── Dataset entries
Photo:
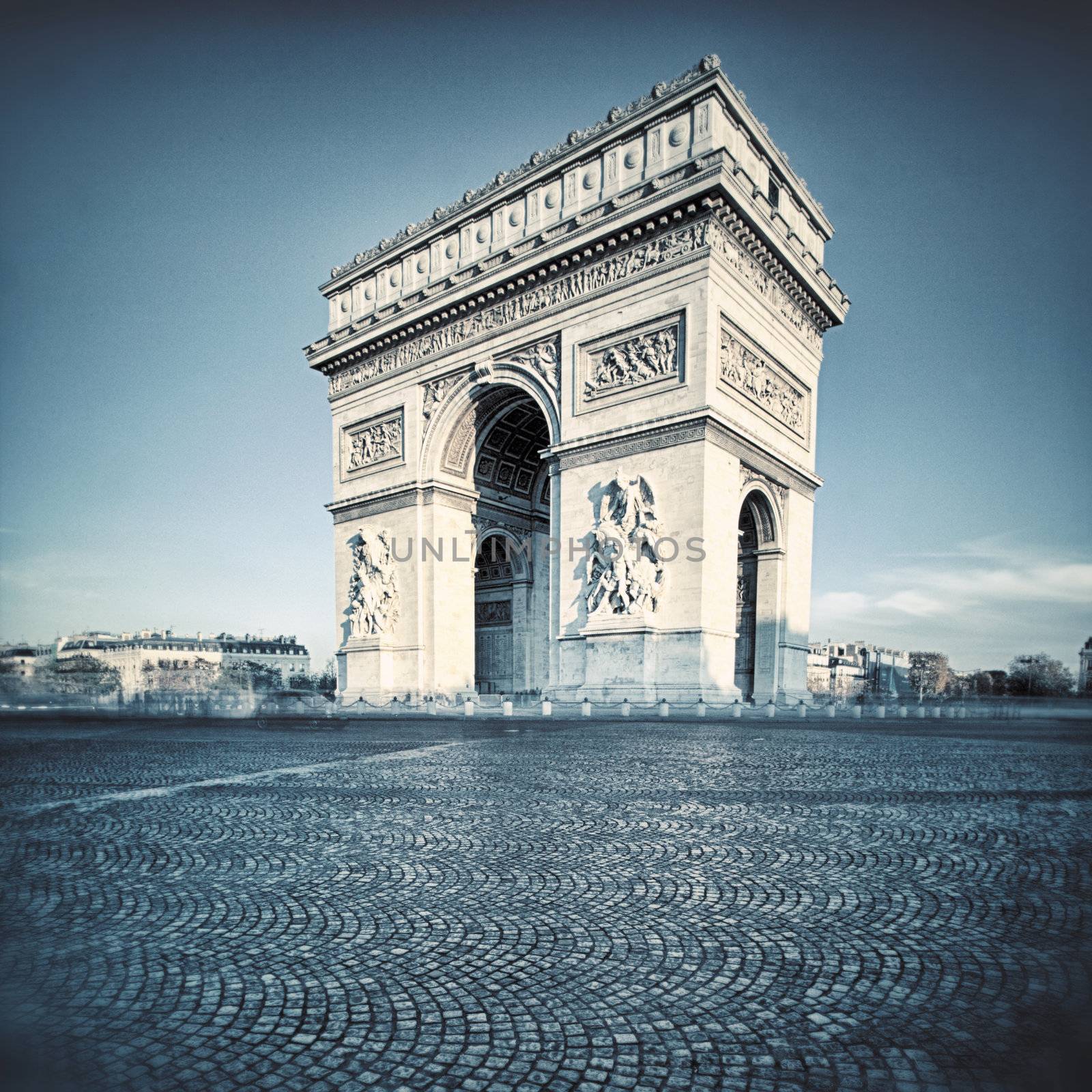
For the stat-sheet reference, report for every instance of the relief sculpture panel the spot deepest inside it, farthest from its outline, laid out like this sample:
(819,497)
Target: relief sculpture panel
(633,363)
(749,371)
(371,445)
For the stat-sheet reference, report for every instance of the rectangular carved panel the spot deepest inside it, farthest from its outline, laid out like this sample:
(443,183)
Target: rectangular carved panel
(371,445)
(749,371)
(631,363)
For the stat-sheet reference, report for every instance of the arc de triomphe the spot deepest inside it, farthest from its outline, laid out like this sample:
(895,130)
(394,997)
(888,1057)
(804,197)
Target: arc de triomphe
(575,415)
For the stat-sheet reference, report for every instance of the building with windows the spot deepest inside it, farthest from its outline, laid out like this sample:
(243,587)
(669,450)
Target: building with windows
(848,669)
(141,655)
(605,360)
(23,660)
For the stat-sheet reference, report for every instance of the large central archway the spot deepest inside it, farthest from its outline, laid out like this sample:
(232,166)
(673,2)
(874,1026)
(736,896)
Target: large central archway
(511,607)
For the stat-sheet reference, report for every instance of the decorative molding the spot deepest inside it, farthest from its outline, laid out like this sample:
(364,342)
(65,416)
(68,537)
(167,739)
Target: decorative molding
(734,242)
(373,445)
(435,494)
(625,576)
(749,371)
(530,302)
(459,450)
(644,356)
(390,500)
(578,136)
(748,474)
(613,450)
(373,590)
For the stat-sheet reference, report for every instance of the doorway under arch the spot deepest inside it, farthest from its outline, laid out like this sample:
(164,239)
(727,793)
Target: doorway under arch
(511,598)
(757,533)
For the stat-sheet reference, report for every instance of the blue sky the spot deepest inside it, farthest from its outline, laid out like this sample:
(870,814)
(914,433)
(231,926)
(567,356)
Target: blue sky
(176,186)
────
### Exercise requirements
Exclude every picture and copy the remaining data exactly.

### Task response
Photo:
For the stat-sheet reference, report for every instance of the relief sculpture panel the spot deepest inside it, farthest from its outline, laid out like this sample:
(819,497)
Target: relief sculpture panel
(633,363)
(749,371)
(371,445)
For the stat-sheet reference, report for every instance of the rectangular carved panel the spot deepest inside it, farthest from its outline, laid out like this sample:
(443,183)
Target: rectangular carved panel
(371,445)
(749,371)
(631,363)
For the stat-sheet reference, report for every instance of the arc de triomphe the spot deepest inside it, farthest from its outline, laid out like this sample:
(895,130)
(394,997)
(888,1057)
(804,197)
Target: arc de triomphe
(575,415)
For the stat-sheet reference, report for every instance of the building with windows the spot deepest inside it, farthest from its outline, laid out like this sample:
(243,587)
(669,450)
Target: building with windows
(848,669)
(141,655)
(605,360)
(23,660)
For the stat-sheet reference, report for every instance of the large central archway the spot deepest inside it, farthest from its outline, laid out like this sample:
(232,166)
(673,2)
(874,1026)
(736,896)
Target: large central archway
(511,607)
For the stat-sheet reference, report for every instance of the decorative molding the spot deepest inside it, farthest from its outline, laid out like this sample:
(364,342)
(65,416)
(68,537)
(167,739)
Target: decorative molding
(734,242)
(373,445)
(435,494)
(625,576)
(749,371)
(530,302)
(459,450)
(644,356)
(390,500)
(578,136)
(748,474)
(613,450)
(373,590)
For the stat-sheet reference, report for every instance of the doorway under arch the spot deepest inside it, farthest from its outline, laid out like this sample:
(164,239)
(727,793)
Target: doorway under arch
(511,598)
(757,533)
For the stat-sheet reference, report for every instance of the blue sky the spot deepest inside it, farthest from its outline, laid out like this sample:
(870,814)
(914,433)
(231,926)
(567,356)
Target: blue sky
(176,186)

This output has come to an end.